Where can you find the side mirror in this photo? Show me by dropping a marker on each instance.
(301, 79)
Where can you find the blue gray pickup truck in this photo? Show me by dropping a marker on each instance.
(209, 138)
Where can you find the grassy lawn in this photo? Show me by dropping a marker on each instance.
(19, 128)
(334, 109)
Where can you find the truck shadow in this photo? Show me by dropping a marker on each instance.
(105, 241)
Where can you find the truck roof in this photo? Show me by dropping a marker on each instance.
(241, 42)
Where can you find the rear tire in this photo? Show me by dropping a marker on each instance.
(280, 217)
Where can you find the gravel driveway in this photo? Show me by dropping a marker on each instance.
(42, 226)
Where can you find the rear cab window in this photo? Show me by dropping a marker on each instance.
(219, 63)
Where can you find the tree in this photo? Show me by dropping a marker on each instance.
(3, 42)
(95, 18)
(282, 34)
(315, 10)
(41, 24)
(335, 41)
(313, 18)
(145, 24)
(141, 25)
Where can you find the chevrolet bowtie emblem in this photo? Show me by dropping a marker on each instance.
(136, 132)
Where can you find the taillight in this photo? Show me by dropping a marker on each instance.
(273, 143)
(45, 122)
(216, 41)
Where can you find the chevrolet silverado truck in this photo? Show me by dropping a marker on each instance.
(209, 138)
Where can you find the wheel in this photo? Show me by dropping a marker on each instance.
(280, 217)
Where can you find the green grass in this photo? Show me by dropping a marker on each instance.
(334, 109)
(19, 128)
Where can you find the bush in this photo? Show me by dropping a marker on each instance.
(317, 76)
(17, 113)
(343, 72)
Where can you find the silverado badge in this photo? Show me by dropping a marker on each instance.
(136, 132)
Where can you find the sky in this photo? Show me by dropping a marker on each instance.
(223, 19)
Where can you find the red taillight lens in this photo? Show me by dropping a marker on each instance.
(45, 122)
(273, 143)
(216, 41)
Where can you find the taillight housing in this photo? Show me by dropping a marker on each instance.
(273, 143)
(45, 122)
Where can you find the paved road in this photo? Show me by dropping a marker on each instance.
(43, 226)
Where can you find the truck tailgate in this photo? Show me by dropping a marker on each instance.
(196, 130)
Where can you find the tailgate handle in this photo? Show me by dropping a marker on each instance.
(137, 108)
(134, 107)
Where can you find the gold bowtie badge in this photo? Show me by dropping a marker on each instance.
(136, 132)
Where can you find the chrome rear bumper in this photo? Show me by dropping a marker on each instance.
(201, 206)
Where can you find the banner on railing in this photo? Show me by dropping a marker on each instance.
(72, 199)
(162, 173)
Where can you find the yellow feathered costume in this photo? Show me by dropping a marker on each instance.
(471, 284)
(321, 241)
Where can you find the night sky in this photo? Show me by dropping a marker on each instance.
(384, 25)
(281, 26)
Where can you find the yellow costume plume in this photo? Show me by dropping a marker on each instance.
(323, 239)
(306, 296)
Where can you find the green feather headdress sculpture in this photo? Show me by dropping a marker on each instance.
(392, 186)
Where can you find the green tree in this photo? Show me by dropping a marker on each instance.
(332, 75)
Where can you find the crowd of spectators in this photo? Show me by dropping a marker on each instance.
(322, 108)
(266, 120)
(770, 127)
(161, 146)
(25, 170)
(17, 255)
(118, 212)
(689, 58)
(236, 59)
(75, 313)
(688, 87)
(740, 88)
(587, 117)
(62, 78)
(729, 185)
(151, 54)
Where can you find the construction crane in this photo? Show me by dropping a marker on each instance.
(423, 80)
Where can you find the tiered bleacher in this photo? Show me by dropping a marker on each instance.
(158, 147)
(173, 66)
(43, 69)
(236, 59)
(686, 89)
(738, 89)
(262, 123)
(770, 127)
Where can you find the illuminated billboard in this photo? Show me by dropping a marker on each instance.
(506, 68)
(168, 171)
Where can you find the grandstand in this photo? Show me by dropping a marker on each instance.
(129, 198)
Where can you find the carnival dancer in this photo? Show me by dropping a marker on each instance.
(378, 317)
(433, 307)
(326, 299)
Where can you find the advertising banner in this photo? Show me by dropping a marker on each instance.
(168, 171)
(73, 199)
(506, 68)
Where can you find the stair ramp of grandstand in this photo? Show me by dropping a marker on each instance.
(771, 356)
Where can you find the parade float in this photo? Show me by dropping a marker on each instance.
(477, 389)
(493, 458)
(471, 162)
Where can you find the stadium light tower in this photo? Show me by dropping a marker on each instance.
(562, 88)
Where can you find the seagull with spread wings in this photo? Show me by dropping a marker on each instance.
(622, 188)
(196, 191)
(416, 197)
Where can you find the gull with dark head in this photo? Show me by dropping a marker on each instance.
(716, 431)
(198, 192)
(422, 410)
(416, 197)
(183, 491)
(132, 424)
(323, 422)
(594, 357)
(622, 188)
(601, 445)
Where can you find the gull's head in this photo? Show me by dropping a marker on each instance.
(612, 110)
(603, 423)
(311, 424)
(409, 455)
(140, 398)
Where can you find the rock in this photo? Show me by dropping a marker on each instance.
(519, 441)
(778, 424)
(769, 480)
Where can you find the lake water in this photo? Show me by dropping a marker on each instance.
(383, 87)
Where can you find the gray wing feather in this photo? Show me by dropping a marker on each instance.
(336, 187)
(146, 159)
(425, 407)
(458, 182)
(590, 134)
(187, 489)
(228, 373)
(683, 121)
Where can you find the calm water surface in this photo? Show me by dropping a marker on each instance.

·····

_Instructions to follow_
Your task is to transcribe the listing above in full, exactly as given.

_Right answer_
Where can you find the side mirror in this photo? Show me by dropping a marker on each instance.
(301, 79)
Where can you find the blue gray pickup truck in this photo? Show me by dropping a marker on each instance.
(209, 138)
Where can you find the grassy lawn in this photo? Show me by dropping a marker on each instance.
(19, 128)
(334, 109)
Where can you find the truck shadow in this photo? Show me by dropping a marker on each instance.
(105, 241)
Where can you find the truck roof in this photo? Show me by dropping a marker on each instance.
(241, 42)
Where can you find the rear tire in this photo? Show me by dropping a marker on each instance.
(280, 217)
Where can you find the gravel driveway in this photo? Show me by dropping a marker on each instance.
(42, 226)
Where can you find the rear cab window in this photo? Show me by dropping a marker on each instance.
(219, 63)
Where can you find the tree in this photo? Show me by dropping a marker on each instance.
(3, 42)
(95, 18)
(282, 34)
(315, 10)
(41, 24)
(335, 41)
(313, 18)
(145, 24)
(141, 25)
Where can you find the chevrolet bowtie emblem in this photo? Show me by dropping a marker on each instance.
(136, 132)
Where can you find the taillight in this photo? Show me by dropping a marker on each instance.
(273, 143)
(45, 122)
(216, 41)
Where can you find the chevrolet silverado truck in this photo? Show me by dropping a marker on each instance.
(209, 138)
Where can you find the wheel in this photo? Show me by dropping a marker on each instance.
(280, 217)
Where can you find the green grass in this photo? Show me by dropping a marker on each instance.
(334, 109)
(19, 128)
Where can you find the bush in this photo? Show me by dropping a marker on each instance.
(317, 76)
(17, 113)
(343, 72)
Where can you find the silverado badge in this photo? Show me by dropping a marker on each instance.
(136, 132)
Where can you find the sky in this photo? Show me by dropping a marker on each instance.
(223, 19)
Where can you find the red taillight lens in this photo? Show me by dropping a marker on each instance.
(45, 122)
(273, 143)
(216, 41)
Where can you find the taillight housing in this photo? Show me by dropping a marker on each instance.
(273, 143)
(45, 122)
Where can you find the paved road in this photo? Show me by dropping a marker on each instance.
(43, 226)
Where can you find the truck tailgate in this photo? Show me by dropping a marker on each instance.
(196, 130)
Where can you find the tailgate handle in this photo? Show me by dropping a marker on each instance.
(137, 108)
(134, 107)
Where can you find the gold bowtie badge in this photo? Show me by dropping a marker on each instance.
(136, 132)
Where can you find the chrome rear bumper in this photo? Show me by dropping a marker on each instance.
(201, 206)
Where can you find the banner on railing in this photo? Show me by dropping a marker on each instance.
(72, 199)
(162, 173)
Where can you find the yellow feathered costume in this photo? Show me by dropping a marker on each instance.
(471, 284)
(321, 241)
Where can you find the night sky in this photo? Show me by dropping a marker on each instance.
(384, 25)
(281, 26)
Where can you find the yellow costume plume in this photo? Show me by dropping a marker on each instance.
(323, 239)
(306, 296)
Where can you find the green feather headdress sculpture in this photo? Show me by dropping a marker on each instance.
(392, 186)
Where can you find the green tree in this photo? Show me by dropping a marker on each instance.
(332, 75)
Where can you find the crowd of spectators in this photo? Show me by dropping a marker on each instance.
(322, 108)
(266, 120)
(770, 127)
(161, 146)
(25, 170)
(17, 255)
(118, 212)
(689, 58)
(236, 59)
(75, 313)
(688, 87)
(740, 88)
(587, 117)
(62, 78)
(729, 185)
(151, 54)
Where can you find the construction crane in this photo? Show me by dropping a marker on each instance.
(423, 80)
Where can you find the tiered bleacher in this photo? Show me by dropping a marker on each instance.
(158, 147)
(173, 66)
(43, 69)
(236, 59)
(686, 89)
(738, 89)
(262, 123)
(770, 127)
Where can you find the illuminated billboard in this photo? Show me by dropping a marker on each instance.
(506, 68)
(168, 171)
Where can you find the grandstand in this photo? Show me by dropping a marker on each instance.
(129, 198)
Where can you find the carnival dancer in this photo? Show me by dropping a marker on each instance.
(378, 317)
(433, 307)
(326, 299)
Where can you find the advertising banner in this photo? Show me by dropping a marker on each instance.
(168, 171)
(73, 199)
(506, 68)
Where can you find the stair ramp of grandstand in this photo? Show me by dropping a marker on each instance.
(771, 356)
Where can you find the parade float in this photo? Show me by dropping a marker on each instance.
(477, 389)
(493, 458)
(471, 162)
Where can you find the stadium light tower in this photo? Show me by dropping a marker on each instance.
(562, 88)
Where can you find the seagull with spread wings in this photo? Show me by dropping a marker on each instance.
(622, 188)
(196, 191)
(416, 197)
Where can you find the gull with dark head in this photo? Show me by dropping a marker on each instance.
(716, 431)
(198, 192)
(422, 410)
(416, 197)
(183, 491)
(132, 424)
(323, 422)
(594, 357)
(622, 188)
(601, 445)
Where can you find the gull's head in this photo? Show me by dropping a marker on each instance.
(612, 110)
(603, 423)
(311, 424)
(409, 455)
(140, 398)
Where can you find the rock in this photo? Show me by dropping a marker on each instance.
(519, 441)
(778, 424)
(769, 480)
Where can you find the lake water in this photo? Show me by dropping a marker on each instance.
(383, 87)
Where can you find the gray wing feather in this photo? Show me by dropping a marker on each instance.
(336, 187)
(146, 159)
(425, 407)
(458, 182)
(590, 134)
(187, 489)
(228, 373)
(683, 121)
Where can you find the calm water surface in this photo? Show me by dropping a marker on each instance.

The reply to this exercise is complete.